▸ **EXERCISE GOAL**
The entries are to be written out again with no differences.

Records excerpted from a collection
[Start of Attachment]
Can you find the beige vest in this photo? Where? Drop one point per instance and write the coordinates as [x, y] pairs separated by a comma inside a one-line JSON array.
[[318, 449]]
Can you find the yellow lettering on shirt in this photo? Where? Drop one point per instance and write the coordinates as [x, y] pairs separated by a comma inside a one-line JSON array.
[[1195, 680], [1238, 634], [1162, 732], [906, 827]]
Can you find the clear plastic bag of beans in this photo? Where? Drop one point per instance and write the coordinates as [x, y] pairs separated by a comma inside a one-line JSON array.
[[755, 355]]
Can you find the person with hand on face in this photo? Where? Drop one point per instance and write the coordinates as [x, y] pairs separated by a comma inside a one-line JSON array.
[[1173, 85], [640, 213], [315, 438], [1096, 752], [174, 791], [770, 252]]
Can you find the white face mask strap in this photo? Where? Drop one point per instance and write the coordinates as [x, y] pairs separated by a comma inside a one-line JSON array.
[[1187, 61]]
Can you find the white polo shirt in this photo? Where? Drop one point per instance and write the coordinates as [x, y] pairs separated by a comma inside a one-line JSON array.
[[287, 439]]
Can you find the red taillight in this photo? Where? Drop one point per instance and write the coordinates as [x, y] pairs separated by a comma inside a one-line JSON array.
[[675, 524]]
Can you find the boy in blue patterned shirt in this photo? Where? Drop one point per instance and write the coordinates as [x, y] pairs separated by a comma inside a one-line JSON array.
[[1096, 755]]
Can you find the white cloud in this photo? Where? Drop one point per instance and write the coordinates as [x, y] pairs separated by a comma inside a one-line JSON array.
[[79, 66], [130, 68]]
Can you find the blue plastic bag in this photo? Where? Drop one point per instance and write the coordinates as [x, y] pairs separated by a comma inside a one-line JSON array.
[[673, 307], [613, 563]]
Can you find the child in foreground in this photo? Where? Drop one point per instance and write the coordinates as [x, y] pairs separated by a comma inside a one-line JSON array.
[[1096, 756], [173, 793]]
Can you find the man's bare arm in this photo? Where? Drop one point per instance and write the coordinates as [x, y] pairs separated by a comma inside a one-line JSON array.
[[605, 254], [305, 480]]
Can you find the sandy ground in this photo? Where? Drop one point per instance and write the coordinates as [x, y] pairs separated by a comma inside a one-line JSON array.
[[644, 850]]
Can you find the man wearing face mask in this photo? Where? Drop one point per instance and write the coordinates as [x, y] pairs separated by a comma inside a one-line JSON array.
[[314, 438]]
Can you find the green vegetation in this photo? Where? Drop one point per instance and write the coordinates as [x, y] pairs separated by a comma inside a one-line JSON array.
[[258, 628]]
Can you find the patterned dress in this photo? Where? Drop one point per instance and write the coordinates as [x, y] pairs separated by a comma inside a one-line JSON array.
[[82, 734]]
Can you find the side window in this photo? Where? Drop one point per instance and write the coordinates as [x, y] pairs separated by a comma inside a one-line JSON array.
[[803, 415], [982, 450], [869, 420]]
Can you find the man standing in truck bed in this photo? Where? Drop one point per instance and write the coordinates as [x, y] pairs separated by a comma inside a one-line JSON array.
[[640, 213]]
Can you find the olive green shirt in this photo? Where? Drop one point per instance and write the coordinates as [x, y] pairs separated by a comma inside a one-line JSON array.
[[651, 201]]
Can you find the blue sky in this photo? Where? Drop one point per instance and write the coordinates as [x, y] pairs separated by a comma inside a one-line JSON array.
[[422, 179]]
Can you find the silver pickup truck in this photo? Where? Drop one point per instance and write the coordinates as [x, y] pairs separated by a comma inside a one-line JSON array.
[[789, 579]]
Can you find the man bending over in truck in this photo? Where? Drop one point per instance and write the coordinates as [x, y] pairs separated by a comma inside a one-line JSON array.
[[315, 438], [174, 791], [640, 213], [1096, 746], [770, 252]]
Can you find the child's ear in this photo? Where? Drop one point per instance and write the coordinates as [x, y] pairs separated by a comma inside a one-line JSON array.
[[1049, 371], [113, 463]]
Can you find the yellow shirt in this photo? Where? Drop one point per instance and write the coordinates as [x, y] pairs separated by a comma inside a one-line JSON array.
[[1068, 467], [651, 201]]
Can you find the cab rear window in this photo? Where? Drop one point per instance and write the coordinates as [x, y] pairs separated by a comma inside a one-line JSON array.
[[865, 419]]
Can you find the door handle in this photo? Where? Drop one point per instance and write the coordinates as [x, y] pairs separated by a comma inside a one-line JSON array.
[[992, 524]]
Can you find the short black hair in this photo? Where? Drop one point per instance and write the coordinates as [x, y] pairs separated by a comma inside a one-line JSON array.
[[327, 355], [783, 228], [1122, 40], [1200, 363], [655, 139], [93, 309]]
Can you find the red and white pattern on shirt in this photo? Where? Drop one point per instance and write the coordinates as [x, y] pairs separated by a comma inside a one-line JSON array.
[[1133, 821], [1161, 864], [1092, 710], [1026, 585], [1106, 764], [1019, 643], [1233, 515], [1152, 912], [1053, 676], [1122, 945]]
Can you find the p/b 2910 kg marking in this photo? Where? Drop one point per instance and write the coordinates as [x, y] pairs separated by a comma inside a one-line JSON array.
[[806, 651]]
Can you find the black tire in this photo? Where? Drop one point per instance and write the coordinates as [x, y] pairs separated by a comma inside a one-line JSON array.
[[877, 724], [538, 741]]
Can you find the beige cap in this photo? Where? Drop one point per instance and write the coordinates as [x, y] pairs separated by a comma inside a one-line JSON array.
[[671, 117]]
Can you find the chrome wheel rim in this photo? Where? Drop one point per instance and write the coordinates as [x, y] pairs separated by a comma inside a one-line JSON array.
[End of Attachment]
▸ **EXERCISE SOLUTION**
Can you find the beige vest in this photo? Where? Drop one point per instance and write the coordinates as [x, y] pairs separated by a comma inside a one-line JSON array.
[[318, 449]]
Can you find the yellow lettering on shirt in this photo? Where? Drop one point per instance and write the coordinates as [x, y] pairs separated by a comma inside a one-line JSON array.
[[1195, 680], [1238, 634], [1162, 732], [906, 827]]
Can you find the clear plastic bag of beans in this photo? Where? Drop one point per instance and write the coordinates as [x, y] pairs separated by a comma inside a one-line JSON array.
[[755, 355]]
Can you find the person with hand on face in this photo? Where? Drop one point per instance and write the coordinates as [x, y] pairs separated by a comma inside a one-line JSON array.
[[1173, 85], [640, 213], [315, 438], [1096, 752], [174, 791], [770, 252]]
Can you find the white face mask strap in this photo? Where? Drop one point per instance and write the coordinates as [x, y] pairs separated by a comma inside a one-line JSON array.
[[1187, 61]]
Can you find the white polo shirt in this photo? Where? Drop one point per instance and write the coordinates as [x, y] pairs separated by a comma inside a one-line JSON array.
[[287, 439]]
Can you find the red taillight in this photo? Where? Drop one point per instance and write the coordinates as [x, y] pairs separated by a comma inside a one-line JSON array.
[[675, 524]]
Can you find the boy in blue patterned shirt in this photo? Where? Drop one point per instance and write the coordinates as [x, y] pairs separated by a comma inside a one-line JSON array.
[[1096, 755]]
Can you find the white cloud in this photo? Where? Drop one point per instance and write the coordinates as [x, y] pairs separated by a comma inside a one-line JSON array.
[[79, 66], [130, 68]]
Can you find the blue plastic bag in this photo? Where? Drop one point per instance and write the coordinates as [x, y] pairs separated by a comma inside a one-line JSON array.
[[673, 307], [613, 563]]
Can you find the child in foreground in this photo? Where? Drop one point per instance and write the coordinates as [x, y] pairs separated by a comma inside a one-line JSON array.
[[1096, 756], [173, 793]]
Can you find the man's bare arm in this photo? Where? Drop one point per instance and write the coordinates as [x, y] pairs separated by a comma inside a one-line JSON array.
[[605, 254], [305, 480]]
Can you find the sandy ground in this photo? Where? Drop one point per instance and write the coordinates as [x, y] pairs separated by a comma inside a one-line JSON array.
[[644, 850]]
Can you find the man wearing face mask in this photo? Where? Drop one point per instance and write the coordinates as [x, y] pairs separated by a comma inside a one-line JSON array.
[[314, 438]]
Can you find the green vegetation in this photo? Where? Drop one point per instance and write the coordinates as [x, y] pairs separated by a comma inside a one-line JSON array.
[[258, 628]]
Can you find the patterned dress in this photo? Where? Drop one point per instance and write the coordinates as [x, y] pairs separated by a comma inside a one-line JSON array.
[[82, 734]]
Can you find the side window in this photo? Where? Drop one point per instance and write the coordinates as [x, y] pairs separated by a comma inside a one-line JSON array.
[[803, 415], [982, 450], [869, 420]]
Can you find the man standing in truck bed in this photo? Where? Drop one point per instance and write the coordinates as [x, y] pairs separated by a comma inside a one-line JSON array.
[[640, 213]]
Can you find the olive green shirt in this photo? Where? Drop one point per instance and write the coordinates as [x, y] pairs separated by a comma inside a one-line JSON array.
[[651, 201]]
Can you find the blue sky in this photo? Where? Drop one point per instance and write the coordinates as [x, y] pairs separated by a comma inside a one-line JSON array.
[[422, 179]]
Can you find the silver pickup truck in this photo? Where? Drop one point per instance and write the coordinates as [x, y] pairs separated by a comma inside a one-line JSON array.
[[789, 579]]
Can you find the man bending over in truck in this photo? Where? Drop one point per instance and write the coordinates as [x, y] pairs separated by a comma inside a one-line JSON array.
[[315, 438], [174, 791], [640, 213], [1096, 746], [770, 252]]
Can you find the child's ear in this photo? Where? Drop one point per instance and write the coordinates as [x, y] pairs separated by a comma inside a one-line JSON array.
[[1049, 371], [113, 463]]
Can you find the yellow shirt in this photo? Where? Drop one point per instance and write the coordinates as [x, y] pairs separated by a comma inside a one-line JSON array.
[[1068, 467], [651, 201]]
Can you find the cab rear window in this photo? Where? Drop one point per instance and write the coordinates as [x, y] pairs separated by a comma inside a one-line JSON array.
[[865, 419]]
Can you find the door handle in this photo? Where? Drop one point per instance and write the coordinates as [x, y] pairs separated by a comma inside a one-line JSON array.
[[992, 524]]
Can you find the short black hair in this photo? Where? Drop one point per instance and write the coordinates as [x, y] pairs separated by a comma inside a one-line JSON array.
[[327, 355], [783, 228], [1122, 40], [1200, 363], [655, 139], [93, 309]]
Can you find the red and white pattern on shirt in this photo? Where? Drop one point per instance and write the coordinates as [x, y] pairs separated by a comma inside a one-line JSON array.
[[1133, 821], [1161, 864], [1092, 710], [1026, 585], [1106, 764], [1019, 643], [1233, 515], [1152, 912], [1053, 676], [1122, 945]]
Can you find the p/b 2910 kg marking in this photo? Where? Drop one point per instance and write the coordinates as [x, y] pairs separated by a comma inside a one-line JSON array.
[[806, 651]]
Can you find the black tire in this photo? Where? Drop one point per instance and write the coordinates as [x, y] pairs separated by a comma inside a one-line JSON array.
[[877, 724], [538, 741]]
Can you find the beige cap in this photo? Where? Drop one point per instance and write the coordinates as [x, y] pairs separated by a comma inside a one-line JSON array.
[[671, 117]]
Can you find the chrome wheel rim in this photo? Where? Drop one point per instance and write the coordinates as [x, y] pairs separated by a comma inside a one-line JSON array.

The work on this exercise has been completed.